### Exercise description
Return the full listing, keeping every line exactly as it is.

### Input data
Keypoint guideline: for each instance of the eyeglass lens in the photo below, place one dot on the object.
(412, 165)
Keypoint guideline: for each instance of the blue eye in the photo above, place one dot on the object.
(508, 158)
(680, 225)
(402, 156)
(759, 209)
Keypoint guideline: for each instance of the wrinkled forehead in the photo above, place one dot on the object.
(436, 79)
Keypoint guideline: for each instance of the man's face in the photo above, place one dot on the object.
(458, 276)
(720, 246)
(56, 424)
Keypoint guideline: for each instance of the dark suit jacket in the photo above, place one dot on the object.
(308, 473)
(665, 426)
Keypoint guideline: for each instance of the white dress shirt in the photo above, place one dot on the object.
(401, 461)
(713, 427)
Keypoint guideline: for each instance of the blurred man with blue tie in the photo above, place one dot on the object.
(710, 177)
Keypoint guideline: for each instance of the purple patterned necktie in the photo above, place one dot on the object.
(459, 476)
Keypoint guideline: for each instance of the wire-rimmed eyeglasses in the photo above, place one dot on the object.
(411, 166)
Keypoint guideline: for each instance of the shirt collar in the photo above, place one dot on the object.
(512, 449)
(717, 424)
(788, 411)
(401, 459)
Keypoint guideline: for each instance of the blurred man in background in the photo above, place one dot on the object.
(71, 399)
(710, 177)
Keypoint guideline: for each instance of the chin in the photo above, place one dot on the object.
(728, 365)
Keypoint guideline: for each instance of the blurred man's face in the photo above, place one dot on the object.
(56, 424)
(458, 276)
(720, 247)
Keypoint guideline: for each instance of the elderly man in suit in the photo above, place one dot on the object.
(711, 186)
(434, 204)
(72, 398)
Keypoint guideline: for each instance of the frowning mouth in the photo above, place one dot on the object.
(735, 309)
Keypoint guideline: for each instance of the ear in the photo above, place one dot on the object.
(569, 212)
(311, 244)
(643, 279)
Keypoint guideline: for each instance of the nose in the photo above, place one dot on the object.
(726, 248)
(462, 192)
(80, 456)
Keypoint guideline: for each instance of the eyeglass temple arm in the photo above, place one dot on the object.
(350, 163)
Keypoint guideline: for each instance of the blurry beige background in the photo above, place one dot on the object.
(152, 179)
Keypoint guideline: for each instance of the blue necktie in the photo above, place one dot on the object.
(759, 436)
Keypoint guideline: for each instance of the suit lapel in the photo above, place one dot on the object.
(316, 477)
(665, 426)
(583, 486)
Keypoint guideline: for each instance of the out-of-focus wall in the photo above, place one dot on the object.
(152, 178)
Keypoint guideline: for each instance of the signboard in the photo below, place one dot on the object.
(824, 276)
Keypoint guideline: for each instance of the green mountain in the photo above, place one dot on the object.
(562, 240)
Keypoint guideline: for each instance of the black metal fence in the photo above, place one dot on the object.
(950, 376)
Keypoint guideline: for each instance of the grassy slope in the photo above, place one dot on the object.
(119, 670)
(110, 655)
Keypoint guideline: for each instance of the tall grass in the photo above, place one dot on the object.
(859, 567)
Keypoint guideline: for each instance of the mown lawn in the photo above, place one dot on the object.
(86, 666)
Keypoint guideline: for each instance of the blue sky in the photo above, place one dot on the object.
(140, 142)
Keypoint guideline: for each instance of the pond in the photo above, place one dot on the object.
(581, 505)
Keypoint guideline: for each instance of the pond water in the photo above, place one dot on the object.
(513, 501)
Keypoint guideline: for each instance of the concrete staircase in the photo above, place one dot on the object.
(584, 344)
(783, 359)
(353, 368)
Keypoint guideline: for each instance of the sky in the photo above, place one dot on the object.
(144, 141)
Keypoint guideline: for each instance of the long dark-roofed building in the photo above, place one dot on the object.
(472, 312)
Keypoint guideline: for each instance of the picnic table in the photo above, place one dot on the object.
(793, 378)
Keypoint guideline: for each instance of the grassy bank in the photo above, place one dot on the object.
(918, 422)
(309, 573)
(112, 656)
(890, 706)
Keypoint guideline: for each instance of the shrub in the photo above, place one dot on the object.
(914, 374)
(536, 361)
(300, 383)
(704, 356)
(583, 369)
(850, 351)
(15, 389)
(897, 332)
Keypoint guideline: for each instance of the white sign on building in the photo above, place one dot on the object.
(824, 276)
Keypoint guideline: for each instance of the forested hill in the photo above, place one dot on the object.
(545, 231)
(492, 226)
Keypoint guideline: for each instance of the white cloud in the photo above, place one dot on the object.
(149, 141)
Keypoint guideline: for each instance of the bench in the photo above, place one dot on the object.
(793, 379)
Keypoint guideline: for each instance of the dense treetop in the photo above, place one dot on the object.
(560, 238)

### Result of the task
Keypoint guideline: for each instance of the eyeglass lens in the photo below, place one dot on the object.
(412, 165)
Keypoint guideline: for each instance of the blue eye in the photo above, place one dot on the object.
(508, 158)
(680, 225)
(402, 156)
(759, 209)
Keypoint guideline: for each instance of the wrinkled forehead in the photo above, place one dot on the object.
(436, 79)
Keypoint guideline: for each instance of the man's face in the photo above, place one dot on the object.
(458, 276)
(720, 246)
(56, 424)
Keypoint guideline: for each instance of the dark suit jacket in the photo above, place one dot on the object.
(308, 473)
(665, 426)
Keypoint guideline: for each instance of the white dress shirt in the photo above, place one dot on the object.
(401, 461)
(713, 427)
Keypoint guideline: for each instance of the blurred man with blue tie in the photo above, place one dot on the object.
(710, 177)
Keypoint guideline: for each instance of the purple patterned necktie in the photo above, place one dot on the object.
(459, 476)
Keypoint guideline: for each instance of the wire-rimmed eyeglasses in the photo above, place one dot on the object.
(411, 166)
Keypoint guideline: for each instance of the shirt collar in the photo above, place one dot on the object.
(512, 449)
(717, 424)
(788, 411)
(401, 459)
Keypoint guideline: for each instance of the blurred man in background in the photo above, place one dot on the object.
(71, 399)
(710, 177)
Keypoint guideline: for each instance of the chin in the photo above, place one dot on the object.
(728, 365)
Keypoint guideline: for each instance of the blurred man's face in the photo above, place one dot on the object.
(56, 424)
(458, 276)
(720, 247)
Keypoint guideline: for each instance of the elderly man in suit in the photo above, place one dot on the object.
(711, 186)
(434, 204)
(72, 398)
Keypoint guideline: for each instance of the frowning mouth in the photo above, place one dot on the object.
(735, 309)
Keypoint guideline: for each instance of the ear in the photo above, place one dot on the object.
(569, 212)
(311, 244)
(643, 279)
Keypoint guideline: for each instance of the nose in the photo above, place one dot on the object.
(726, 248)
(462, 192)
(80, 456)
Keypoint guideline: for each instance of the eyeglass temple arm in the photo above, place one dot on the object.
(350, 163)
Keypoint guideline: for each instance of the blurry beige background in the photo above, place one dot on the object.
(152, 179)
Keypoint guideline: for each instance of the blue necktie in the photo above, place one dot on the object.
(759, 436)
Keypoint guideline: for each instance of the suit lapel in the photo above, place one dot on the object.
(316, 477)
(665, 426)
(583, 486)
Keypoint guideline: for each instance of the out-of-focus wall in the photo above, place one dot on the object.
(152, 178)
Keypoint guideline: for each instance of the signboard in the photo below, place one dot on the object.
(824, 276)
Keypoint guideline: for each instance of the green mountain in the photo above, place one dot on the object.
(562, 240)
Keypoint guideline: for each instance of the black metal fence in the photo above, place one dot on the object.
(950, 376)
Keypoint guideline: for each instance of the grassy slope in the photo above, place one dot on the object.
(119, 670)
(110, 655)
Keypoint guideline: for each instance of the tall grass in the photo above, place one dot on the object.
(859, 567)
Keypoint guideline: for each instance of the mown lawn in the photo above, place one dot on the object.
(86, 666)
Keypoint guideline: for each instance of the blue sky in the photo above, place one dot on the object.
(140, 142)
Keypoint guideline: for each instance of the pond in the photo above, place one dot on the object.
(581, 505)
Keypoint guideline: for each instance of the pond water in the photo above, place one dot on the object.
(513, 501)
Keypoint guideline: for each instance of the concrete staircase in the photo above, place one dot on the object.
(584, 344)
(783, 359)
(353, 368)
Keypoint guideline: for each instance of the sky in the photo above, place one dot on the object.
(144, 141)
Keypoint guideline: for each instance of the long dark-roofed building in the photo above, place one dot on the object.
(472, 312)
Keypoint guideline: for each instance of the picnic table in the photo above, place one dot on the object.
(793, 378)
Keypoint guideline: for each instance of the grassy bank in the photo above, place one dot on the object.
(918, 422)
(309, 573)
(112, 656)
(890, 706)
Keypoint guideline: for each instance of the shrub in the photo above, place one dot on the object.
(914, 374)
(536, 361)
(300, 383)
(704, 356)
(583, 369)
(850, 351)
(15, 389)
(897, 332)
Keypoint guideline: for each instance of the white sign on building in the photo above, place one dot on the object.
(824, 276)
Keypoint guideline: for each instance of the forested hill in the photo above, place one dot on the object.
(545, 231)
(492, 226)
Keypoint guideline: for each instance of the white cloud in the photo above, place one dot on the object.
(149, 141)
Keypoint guideline: for each instance of the bench in the photo above, place one dot on the object.
(793, 379)
Keypoint guideline: for each instance of the dense treetop in the photo above, place one dot on the object.
(560, 238)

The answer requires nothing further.